- Opening Delimiter -

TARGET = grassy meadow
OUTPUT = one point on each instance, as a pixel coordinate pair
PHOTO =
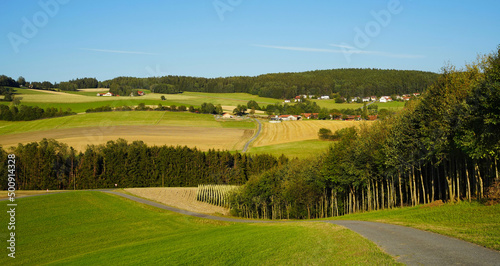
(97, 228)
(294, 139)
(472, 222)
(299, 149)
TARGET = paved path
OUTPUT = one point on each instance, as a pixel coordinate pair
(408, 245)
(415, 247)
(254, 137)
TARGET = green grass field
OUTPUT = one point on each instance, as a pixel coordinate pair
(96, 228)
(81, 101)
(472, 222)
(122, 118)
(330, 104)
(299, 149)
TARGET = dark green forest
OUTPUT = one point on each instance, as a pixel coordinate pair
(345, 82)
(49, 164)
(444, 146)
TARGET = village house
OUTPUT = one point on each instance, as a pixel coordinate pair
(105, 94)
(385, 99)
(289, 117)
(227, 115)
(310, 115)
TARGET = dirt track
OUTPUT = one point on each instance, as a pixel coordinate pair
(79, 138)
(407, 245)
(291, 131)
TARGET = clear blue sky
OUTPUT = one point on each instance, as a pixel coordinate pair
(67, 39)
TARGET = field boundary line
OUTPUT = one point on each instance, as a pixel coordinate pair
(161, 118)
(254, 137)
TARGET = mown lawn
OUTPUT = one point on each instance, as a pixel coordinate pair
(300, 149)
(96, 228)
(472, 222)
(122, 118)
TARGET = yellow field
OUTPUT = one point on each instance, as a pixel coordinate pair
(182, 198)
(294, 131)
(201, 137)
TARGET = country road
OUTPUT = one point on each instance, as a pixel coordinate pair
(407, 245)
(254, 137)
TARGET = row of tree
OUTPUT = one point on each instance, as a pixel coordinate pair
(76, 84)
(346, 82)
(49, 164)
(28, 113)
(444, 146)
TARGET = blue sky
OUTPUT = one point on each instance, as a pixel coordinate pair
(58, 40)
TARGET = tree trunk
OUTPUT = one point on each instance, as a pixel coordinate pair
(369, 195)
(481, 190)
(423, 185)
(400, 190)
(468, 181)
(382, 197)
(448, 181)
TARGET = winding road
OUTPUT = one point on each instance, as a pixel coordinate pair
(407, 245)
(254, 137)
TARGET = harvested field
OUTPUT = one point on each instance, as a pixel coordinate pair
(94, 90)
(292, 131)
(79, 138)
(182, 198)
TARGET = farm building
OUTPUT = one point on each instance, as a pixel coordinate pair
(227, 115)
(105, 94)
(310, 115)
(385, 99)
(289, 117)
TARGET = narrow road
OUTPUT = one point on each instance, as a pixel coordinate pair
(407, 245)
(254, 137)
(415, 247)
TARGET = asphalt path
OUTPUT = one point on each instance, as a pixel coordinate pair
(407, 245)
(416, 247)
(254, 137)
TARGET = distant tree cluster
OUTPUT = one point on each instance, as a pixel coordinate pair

- Closing Delimiter -
- Opening Delimiter -

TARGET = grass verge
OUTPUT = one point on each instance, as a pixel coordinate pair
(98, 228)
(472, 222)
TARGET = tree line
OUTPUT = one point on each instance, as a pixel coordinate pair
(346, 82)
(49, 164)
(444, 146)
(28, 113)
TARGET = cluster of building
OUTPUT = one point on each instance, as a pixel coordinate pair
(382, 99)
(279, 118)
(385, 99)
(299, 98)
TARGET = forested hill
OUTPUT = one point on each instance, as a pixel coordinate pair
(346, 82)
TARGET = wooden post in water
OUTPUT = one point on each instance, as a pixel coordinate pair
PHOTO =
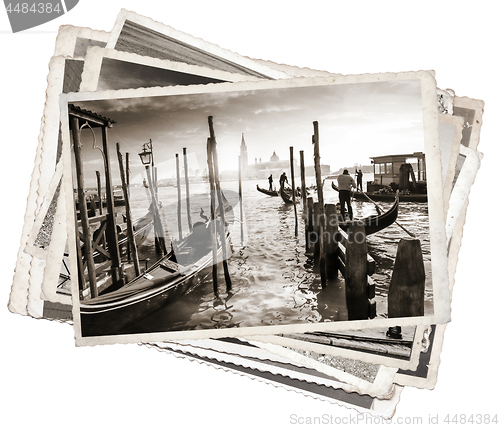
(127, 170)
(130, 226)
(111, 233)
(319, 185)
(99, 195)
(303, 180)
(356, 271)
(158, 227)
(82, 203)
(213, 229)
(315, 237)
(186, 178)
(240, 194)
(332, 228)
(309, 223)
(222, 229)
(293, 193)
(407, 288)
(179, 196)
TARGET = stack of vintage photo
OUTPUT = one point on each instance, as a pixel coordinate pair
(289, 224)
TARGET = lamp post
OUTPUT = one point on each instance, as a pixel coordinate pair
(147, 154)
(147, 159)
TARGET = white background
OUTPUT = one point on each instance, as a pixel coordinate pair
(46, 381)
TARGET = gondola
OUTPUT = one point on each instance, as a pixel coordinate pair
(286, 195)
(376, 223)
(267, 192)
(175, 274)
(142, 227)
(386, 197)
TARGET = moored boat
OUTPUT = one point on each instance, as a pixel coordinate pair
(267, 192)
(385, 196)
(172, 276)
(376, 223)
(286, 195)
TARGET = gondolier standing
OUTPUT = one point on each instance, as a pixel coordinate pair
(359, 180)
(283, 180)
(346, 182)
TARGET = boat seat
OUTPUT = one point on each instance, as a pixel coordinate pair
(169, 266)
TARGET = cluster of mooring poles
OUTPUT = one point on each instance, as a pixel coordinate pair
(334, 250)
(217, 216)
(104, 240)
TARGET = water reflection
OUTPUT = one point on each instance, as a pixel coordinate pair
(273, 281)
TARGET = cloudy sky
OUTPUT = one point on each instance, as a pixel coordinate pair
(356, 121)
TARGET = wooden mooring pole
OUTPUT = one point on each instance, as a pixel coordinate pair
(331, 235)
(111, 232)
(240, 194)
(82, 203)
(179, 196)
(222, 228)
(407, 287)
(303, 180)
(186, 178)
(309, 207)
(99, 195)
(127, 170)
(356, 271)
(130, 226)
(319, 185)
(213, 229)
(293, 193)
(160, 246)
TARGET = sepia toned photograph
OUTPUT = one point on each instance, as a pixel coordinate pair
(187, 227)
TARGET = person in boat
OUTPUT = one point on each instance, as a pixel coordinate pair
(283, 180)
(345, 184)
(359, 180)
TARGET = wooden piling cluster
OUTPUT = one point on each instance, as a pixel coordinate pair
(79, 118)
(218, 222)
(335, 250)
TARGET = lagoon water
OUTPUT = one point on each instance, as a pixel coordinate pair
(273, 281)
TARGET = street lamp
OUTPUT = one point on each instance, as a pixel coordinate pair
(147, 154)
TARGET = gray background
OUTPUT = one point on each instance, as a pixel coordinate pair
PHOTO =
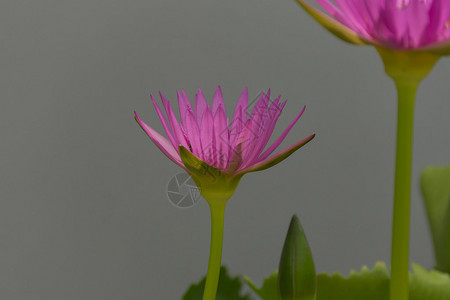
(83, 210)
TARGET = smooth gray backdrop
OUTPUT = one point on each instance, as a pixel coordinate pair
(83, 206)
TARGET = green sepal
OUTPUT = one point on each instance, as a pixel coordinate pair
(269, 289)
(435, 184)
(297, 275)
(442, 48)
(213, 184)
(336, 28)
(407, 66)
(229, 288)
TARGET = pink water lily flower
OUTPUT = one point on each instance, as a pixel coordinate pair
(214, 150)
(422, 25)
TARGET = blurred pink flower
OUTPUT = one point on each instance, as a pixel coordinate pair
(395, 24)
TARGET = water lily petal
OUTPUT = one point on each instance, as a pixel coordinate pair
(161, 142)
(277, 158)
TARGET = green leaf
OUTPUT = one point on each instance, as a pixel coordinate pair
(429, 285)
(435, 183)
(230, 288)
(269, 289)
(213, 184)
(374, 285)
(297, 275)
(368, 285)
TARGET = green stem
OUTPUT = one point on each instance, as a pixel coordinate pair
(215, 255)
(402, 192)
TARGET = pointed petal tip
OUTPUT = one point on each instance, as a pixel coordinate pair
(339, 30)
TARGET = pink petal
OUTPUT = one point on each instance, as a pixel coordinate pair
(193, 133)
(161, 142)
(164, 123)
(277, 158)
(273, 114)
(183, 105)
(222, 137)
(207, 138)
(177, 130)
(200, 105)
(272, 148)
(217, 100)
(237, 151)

- Closing Delimiter -
- Opening Delimiter -

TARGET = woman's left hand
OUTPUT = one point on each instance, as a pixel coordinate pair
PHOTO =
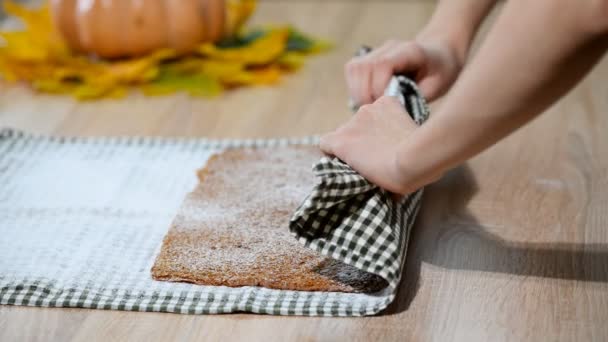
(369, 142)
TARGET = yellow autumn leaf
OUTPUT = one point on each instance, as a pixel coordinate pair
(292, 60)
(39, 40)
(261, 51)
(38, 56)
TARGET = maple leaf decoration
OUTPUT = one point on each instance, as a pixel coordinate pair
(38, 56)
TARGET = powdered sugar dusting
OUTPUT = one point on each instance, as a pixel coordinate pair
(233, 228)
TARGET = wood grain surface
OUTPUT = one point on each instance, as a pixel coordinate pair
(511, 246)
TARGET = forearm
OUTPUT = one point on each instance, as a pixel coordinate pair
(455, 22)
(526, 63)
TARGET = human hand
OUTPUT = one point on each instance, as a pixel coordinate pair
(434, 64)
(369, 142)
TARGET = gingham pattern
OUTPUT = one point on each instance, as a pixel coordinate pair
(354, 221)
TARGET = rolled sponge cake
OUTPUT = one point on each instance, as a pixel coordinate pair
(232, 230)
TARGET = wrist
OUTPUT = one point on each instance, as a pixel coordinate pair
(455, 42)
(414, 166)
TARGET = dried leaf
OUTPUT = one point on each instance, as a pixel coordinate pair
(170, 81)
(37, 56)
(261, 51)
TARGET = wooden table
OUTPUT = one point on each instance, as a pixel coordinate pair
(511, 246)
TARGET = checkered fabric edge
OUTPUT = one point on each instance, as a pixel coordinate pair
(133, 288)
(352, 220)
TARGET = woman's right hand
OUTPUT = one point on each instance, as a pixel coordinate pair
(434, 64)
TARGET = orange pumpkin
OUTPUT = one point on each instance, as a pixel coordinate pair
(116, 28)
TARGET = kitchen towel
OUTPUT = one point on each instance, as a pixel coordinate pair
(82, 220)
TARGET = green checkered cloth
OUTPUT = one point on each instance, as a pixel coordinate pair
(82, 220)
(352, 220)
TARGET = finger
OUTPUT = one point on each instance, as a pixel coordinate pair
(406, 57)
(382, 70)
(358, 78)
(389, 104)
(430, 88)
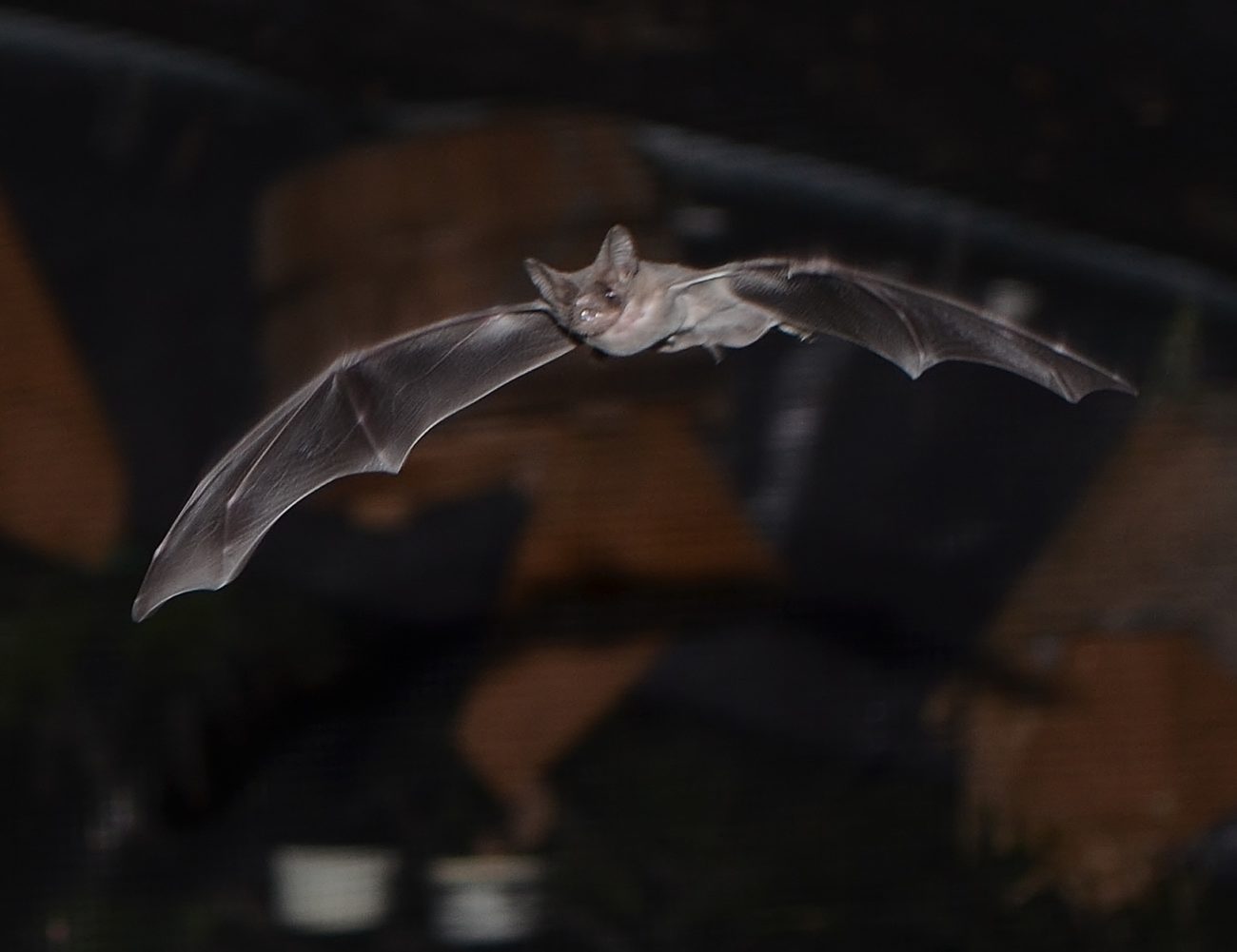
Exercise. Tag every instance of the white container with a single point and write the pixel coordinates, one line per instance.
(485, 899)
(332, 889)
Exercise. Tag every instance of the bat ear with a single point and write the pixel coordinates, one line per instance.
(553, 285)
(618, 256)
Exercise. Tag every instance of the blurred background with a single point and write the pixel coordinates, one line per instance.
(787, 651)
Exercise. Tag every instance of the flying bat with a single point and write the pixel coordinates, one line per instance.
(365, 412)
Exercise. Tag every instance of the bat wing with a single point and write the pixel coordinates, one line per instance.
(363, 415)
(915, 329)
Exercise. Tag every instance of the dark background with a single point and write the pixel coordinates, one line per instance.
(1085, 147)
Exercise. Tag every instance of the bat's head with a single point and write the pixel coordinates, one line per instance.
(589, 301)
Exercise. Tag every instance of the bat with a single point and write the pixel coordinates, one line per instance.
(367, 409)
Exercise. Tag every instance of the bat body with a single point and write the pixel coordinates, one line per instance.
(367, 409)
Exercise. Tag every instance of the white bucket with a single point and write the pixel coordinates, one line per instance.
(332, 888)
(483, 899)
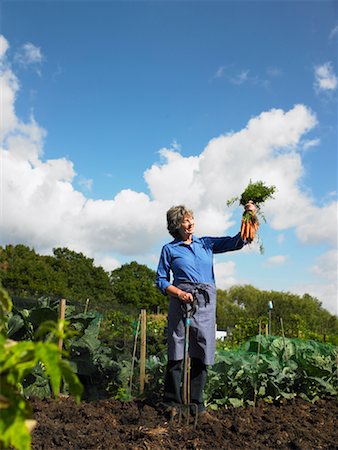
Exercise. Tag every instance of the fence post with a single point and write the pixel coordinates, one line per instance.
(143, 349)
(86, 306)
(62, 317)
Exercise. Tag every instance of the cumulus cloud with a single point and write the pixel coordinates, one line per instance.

- Closing Delimiter -

Problem to work on: With the line holding "TARGET = gingham pattern" as the first and the line holding "TARGET = wrist" as the last, set down that range of the entries above exactly, and nothing else.

Expected answer:
TARGET = gingham pattern
OUTPUT = one point on each instance, as a pixel coordinate pair
(354, 221)
TARGET = rolled sponge cake
OUTPUT = one point on each instance, as a pixel coordinate pair
(232, 230)
TARGET = wrist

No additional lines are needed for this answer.